Görevler:
**1)** Maldivler tatilini anlatan metne göre Sapanca'da özel havuzlu bir bungalovun akşam yemeği dahil bir gecelik hafta sonu konaklama bedeli yaklaşık ne kadardır?
**2)** Aşağıdaki satırlardan kaçında "blue" dizgisi geçtiğini sayınız. Yalnızca sayıyı yazınız.

Merhaba sevgili okurlar .. Bu ay sizlerle bu defa okyanus ötesi diyarlardan merhaba diyorum.

Yapılacaklar listemizde bulunan Maldivler seyahatimizi en sonunda gerçekleştirdik. Maldivler tatili deyince, eminim ki birçoğunuzun aklına ulaşılması zor ya da maliyeti çok yüksek bir tatil gelecek. Ama sıkı durun; Maldivler tatilimizi sadece ve sadece Sapanca bölgesinde bir bungalov otelin haftasonu konaklama bedeli karşılığında gerçekleştirdik. Sapanca bölgesinde özel havuzlu bir bungalovun hafta sonu 1 gece konaklama bedeli, akşam yemeği ile birlikte hemen hemen 15 bin tl civarına geliyor. Evet Yazıma böyle başlıyorum çünkü ben oradayken en çok bu tatilin ne kadar tuttuğu ile ilgili mesajlar ve telefonlar aldım.

Yani bizim gibi planlamanızı aylar öncesinden Yaparsanız, Maldivler'deki bu veya buna benzeyen okyanus üstü konaklamalı birçok otelde gecesi Sapanca'daki bungalov ile aynı fiyata kalabilirsiniz. Maldivler zaten vize de istemiyor. Yapmanız gereken tek şey planlamanızı doğru zamanda yapmak ve uçak biletinizi de buna göre almak. Bu tatilin toplam tutarının belirgin bir kısmı uçak biletine gidiyor.

Maldivler'de her şey dahil 4 gün ????

Maldivler'in o baş adası ve başkenti Male'ye indiğimizde gördüğüm görüntü beni şok etti. Resmen sanki Esenler otogarına inmiştim. Dünyanın bu kadar önemli bir turistik merkezinin havaalanının bu kadar bitik bir halde olmasını beklemiyordum. Derme çatma bir bina, eski bir otogar binasını andıran tuvaletler, plastik sandalyeler, o eski püskü gişeler ve yoksulluğu her halinden belli olan Maldivli insanlar. Arada da dünyanın farklı yerlerinden gelmiş turistler, balayı çiftleri...

Verilen Satırlar:
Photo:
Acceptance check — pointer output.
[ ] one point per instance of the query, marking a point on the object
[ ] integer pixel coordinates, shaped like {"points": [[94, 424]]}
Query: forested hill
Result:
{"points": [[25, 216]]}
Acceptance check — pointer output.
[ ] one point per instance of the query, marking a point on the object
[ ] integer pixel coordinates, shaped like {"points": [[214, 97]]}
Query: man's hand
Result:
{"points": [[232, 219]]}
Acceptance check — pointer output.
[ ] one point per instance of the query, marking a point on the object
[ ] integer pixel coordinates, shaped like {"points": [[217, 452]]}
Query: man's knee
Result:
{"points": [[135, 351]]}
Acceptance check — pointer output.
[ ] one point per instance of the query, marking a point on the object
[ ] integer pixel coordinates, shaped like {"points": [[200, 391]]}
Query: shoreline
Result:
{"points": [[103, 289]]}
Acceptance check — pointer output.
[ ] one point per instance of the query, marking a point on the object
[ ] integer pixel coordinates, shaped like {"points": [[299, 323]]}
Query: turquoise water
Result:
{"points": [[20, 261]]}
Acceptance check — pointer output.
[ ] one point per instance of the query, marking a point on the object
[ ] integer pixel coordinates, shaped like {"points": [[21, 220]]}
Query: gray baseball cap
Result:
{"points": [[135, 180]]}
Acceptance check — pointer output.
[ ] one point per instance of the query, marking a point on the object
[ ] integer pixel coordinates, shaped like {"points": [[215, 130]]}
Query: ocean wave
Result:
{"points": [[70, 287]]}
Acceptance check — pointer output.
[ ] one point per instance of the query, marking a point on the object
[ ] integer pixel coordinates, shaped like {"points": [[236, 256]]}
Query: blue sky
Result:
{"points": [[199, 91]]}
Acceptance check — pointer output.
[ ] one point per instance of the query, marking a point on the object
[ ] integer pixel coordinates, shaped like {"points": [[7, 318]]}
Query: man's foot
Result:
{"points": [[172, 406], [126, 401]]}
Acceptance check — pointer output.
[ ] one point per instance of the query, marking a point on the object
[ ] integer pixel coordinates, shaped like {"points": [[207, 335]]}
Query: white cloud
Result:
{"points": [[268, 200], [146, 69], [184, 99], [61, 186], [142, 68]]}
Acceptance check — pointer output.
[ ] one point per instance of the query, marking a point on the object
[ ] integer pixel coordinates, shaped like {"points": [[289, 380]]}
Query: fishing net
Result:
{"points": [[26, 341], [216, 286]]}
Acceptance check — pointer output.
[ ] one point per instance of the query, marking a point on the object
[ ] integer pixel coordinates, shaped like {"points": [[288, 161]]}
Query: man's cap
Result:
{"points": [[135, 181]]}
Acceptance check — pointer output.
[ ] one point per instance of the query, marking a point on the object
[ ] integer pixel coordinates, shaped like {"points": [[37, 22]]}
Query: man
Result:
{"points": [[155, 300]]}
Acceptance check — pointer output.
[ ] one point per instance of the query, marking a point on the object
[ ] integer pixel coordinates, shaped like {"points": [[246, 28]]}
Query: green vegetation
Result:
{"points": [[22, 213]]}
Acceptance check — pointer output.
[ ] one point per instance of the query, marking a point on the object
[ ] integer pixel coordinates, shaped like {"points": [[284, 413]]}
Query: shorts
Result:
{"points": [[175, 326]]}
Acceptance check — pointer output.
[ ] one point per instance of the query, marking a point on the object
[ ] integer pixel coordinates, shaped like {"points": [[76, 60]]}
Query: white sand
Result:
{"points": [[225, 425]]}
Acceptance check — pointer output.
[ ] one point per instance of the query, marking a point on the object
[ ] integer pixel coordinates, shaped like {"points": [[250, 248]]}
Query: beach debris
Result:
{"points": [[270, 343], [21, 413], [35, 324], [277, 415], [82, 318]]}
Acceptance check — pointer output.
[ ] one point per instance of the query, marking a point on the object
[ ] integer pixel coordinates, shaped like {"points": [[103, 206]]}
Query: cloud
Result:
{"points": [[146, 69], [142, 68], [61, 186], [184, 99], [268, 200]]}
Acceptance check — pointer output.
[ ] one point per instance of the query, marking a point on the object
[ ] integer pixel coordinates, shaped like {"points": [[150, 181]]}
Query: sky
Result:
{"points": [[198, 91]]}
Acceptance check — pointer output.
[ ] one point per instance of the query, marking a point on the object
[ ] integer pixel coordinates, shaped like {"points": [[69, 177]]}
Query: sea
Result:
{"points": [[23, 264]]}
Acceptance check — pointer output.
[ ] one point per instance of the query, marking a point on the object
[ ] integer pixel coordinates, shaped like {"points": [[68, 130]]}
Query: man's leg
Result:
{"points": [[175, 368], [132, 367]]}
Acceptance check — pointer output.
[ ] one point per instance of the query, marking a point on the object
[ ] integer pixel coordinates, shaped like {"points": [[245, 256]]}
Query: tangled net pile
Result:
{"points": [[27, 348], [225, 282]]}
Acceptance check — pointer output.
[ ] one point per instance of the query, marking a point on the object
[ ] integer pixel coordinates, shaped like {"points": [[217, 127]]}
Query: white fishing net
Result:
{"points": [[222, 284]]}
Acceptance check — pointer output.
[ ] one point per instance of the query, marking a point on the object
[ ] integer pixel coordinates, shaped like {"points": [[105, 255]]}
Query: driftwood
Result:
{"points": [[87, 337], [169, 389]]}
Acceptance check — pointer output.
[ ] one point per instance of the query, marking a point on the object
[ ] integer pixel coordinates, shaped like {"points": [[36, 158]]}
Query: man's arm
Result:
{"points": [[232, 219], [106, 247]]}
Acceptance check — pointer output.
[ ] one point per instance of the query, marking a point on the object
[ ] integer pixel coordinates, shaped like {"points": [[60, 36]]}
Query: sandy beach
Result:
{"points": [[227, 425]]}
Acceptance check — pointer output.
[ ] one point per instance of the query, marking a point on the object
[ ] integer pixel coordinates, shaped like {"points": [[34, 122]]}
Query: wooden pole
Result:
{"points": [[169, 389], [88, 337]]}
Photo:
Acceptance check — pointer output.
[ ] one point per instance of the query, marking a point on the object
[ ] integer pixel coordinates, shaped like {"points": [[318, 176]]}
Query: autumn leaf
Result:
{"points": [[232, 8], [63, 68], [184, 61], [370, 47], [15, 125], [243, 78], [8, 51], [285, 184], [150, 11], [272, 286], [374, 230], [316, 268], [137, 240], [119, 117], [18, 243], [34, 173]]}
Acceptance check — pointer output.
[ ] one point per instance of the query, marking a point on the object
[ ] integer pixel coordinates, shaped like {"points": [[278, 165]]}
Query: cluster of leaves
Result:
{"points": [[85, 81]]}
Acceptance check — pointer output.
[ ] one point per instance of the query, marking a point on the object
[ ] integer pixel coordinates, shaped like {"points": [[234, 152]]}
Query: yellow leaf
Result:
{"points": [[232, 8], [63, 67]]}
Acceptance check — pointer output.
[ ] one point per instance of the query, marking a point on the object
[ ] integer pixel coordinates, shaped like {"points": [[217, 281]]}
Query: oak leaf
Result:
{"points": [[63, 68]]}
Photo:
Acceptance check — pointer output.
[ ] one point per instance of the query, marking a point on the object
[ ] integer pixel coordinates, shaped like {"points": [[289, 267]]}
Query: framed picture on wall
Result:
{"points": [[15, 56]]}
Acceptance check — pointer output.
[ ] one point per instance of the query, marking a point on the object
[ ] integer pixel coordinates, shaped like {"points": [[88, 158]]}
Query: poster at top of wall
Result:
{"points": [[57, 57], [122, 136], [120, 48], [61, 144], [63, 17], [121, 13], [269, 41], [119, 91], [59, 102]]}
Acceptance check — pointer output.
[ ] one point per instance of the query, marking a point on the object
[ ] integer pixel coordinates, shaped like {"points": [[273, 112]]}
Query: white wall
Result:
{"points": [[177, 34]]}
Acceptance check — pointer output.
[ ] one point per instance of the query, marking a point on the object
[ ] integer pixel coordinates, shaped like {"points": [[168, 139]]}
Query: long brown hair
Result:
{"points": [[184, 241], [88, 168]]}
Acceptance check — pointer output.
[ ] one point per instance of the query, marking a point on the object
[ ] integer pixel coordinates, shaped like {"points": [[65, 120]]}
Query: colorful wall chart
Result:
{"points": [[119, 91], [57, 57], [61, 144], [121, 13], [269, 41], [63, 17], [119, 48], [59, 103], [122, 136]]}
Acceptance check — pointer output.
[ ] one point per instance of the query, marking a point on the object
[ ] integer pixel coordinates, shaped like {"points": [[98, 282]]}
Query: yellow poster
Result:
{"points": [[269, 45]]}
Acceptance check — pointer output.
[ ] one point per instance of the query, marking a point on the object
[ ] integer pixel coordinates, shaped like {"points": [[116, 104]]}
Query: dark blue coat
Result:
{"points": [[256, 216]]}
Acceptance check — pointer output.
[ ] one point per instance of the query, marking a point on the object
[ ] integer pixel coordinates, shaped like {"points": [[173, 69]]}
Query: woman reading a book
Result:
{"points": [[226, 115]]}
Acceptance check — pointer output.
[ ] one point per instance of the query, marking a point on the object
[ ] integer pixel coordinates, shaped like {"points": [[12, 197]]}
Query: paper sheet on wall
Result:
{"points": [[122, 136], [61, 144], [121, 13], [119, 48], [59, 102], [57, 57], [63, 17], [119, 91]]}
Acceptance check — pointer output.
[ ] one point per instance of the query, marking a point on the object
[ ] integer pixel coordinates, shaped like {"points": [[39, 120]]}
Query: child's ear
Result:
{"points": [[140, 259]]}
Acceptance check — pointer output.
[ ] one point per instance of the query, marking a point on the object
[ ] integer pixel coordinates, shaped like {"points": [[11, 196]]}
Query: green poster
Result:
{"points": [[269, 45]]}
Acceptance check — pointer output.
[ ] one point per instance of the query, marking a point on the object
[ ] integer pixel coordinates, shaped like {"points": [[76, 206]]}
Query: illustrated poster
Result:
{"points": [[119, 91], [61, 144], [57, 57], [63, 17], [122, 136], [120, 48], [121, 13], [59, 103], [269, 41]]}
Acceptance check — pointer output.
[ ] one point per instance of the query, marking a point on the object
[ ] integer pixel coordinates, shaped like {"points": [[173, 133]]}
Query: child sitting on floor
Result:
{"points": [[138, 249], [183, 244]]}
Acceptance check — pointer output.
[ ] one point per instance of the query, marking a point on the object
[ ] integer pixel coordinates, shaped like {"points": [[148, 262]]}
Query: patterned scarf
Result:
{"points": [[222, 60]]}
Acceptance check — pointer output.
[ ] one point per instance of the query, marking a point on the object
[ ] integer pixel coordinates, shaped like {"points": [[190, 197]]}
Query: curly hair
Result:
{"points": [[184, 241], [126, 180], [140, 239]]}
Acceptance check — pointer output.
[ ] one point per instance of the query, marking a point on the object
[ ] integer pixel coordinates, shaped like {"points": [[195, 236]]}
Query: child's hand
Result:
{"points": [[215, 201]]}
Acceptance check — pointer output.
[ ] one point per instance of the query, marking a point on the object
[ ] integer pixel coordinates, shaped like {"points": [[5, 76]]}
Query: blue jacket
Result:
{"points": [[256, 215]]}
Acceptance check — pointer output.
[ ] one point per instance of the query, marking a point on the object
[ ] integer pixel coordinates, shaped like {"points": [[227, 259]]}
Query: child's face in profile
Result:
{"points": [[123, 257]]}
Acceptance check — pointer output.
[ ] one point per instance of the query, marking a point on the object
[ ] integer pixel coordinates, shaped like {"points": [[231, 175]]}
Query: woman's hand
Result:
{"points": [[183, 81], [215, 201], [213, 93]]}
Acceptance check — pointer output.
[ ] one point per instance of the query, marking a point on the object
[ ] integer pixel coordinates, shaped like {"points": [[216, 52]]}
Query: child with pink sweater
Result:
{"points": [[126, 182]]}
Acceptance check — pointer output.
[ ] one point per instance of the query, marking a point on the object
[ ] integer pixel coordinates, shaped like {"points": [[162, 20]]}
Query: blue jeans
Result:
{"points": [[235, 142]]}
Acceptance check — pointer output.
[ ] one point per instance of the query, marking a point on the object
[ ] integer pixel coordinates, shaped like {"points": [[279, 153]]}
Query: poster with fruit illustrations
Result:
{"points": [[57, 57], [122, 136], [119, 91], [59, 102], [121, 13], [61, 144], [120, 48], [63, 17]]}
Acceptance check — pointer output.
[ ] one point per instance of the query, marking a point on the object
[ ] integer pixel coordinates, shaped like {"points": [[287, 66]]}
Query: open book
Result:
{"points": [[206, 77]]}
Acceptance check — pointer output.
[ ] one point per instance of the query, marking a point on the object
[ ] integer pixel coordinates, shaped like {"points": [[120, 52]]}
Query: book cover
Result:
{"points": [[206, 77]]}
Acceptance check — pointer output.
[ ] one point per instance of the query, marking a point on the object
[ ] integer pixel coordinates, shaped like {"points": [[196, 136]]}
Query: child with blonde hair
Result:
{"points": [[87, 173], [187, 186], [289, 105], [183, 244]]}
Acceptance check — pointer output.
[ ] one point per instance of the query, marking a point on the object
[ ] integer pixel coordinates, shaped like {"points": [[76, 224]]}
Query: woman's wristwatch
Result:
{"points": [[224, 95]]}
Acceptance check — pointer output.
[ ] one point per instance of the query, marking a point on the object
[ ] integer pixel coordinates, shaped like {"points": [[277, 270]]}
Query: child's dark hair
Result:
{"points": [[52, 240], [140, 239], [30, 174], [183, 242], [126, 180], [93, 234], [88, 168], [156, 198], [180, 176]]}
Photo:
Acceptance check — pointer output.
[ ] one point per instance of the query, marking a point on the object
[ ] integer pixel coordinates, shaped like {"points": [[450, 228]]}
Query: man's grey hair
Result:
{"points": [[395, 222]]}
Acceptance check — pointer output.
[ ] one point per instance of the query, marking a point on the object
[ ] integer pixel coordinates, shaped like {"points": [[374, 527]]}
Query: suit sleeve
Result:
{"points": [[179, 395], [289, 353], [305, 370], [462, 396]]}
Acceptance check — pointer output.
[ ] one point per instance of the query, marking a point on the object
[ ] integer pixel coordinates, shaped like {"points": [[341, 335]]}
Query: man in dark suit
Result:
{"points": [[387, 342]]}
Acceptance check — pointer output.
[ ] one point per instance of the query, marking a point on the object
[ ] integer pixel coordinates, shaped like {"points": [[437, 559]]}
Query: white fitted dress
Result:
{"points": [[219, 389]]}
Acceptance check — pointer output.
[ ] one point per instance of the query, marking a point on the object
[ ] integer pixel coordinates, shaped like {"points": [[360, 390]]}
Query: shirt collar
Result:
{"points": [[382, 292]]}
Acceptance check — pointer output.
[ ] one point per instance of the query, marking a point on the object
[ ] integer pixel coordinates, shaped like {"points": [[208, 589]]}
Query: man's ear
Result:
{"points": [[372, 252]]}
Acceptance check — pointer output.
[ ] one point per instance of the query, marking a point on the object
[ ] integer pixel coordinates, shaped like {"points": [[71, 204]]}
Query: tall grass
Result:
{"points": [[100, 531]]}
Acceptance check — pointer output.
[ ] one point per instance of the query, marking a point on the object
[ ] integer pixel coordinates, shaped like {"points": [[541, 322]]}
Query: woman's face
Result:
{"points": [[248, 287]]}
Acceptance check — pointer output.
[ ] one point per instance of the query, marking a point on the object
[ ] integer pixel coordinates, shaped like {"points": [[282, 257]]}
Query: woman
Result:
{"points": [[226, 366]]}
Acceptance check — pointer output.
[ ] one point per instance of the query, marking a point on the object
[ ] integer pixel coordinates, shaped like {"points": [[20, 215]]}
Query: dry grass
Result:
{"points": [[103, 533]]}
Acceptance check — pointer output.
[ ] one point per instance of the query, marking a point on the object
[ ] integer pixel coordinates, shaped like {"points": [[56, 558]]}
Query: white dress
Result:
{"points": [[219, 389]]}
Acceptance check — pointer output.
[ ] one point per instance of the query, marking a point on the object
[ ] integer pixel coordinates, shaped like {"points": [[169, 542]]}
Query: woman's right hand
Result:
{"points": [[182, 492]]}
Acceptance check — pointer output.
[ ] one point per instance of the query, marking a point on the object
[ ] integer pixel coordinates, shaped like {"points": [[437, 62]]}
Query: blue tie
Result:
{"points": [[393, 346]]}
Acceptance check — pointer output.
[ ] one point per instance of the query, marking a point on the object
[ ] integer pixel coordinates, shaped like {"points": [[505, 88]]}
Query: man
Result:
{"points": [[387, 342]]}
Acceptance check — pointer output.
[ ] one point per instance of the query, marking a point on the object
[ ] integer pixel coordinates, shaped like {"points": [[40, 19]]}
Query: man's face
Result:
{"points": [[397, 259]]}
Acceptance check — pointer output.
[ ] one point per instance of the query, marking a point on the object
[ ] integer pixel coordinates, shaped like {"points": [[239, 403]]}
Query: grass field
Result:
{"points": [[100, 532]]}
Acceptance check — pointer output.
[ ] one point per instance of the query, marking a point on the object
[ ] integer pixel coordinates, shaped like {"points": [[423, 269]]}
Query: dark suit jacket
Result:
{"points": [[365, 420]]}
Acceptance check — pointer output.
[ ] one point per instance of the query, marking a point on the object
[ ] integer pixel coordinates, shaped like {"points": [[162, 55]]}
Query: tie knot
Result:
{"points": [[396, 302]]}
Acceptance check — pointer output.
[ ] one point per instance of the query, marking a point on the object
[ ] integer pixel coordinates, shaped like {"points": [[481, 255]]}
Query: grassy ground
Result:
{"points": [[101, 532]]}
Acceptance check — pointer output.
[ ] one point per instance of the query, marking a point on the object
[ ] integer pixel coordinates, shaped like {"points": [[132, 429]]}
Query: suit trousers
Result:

Görev Yanıtları:
**1)** Yaklaşık 15 bin TL.

**2)** 5